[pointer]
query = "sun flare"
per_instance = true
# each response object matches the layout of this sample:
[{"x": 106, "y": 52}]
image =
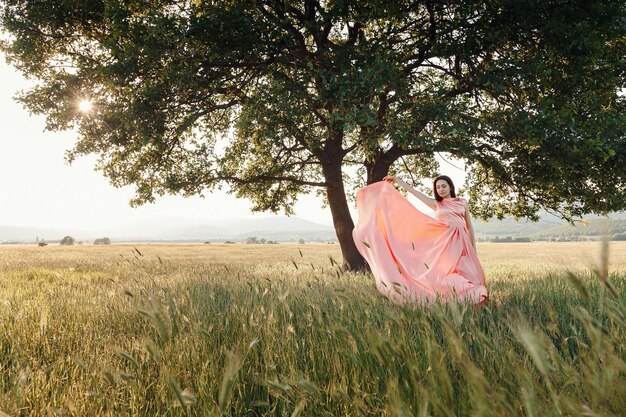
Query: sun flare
[{"x": 85, "y": 105}]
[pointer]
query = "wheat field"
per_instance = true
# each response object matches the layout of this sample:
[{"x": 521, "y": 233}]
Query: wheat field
[{"x": 280, "y": 330}]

==========

Aim of the task
Write the entries above out again exactly, omitting each image.

Solution to this exercise
[pointer]
query = "sun flare"
per_instance = true
# each response object matches the layout of this sample:
[{"x": 106, "y": 52}]
image =
Query: sun flare
[{"x": 85, "y": 105}]
[pointer]
query = "wheat field"
per_instance = true
# each response object matches the layout of this sample:
[{"x": 521, "y": 233}]
Query: wheat field
[{"x": 280, "y": 330}]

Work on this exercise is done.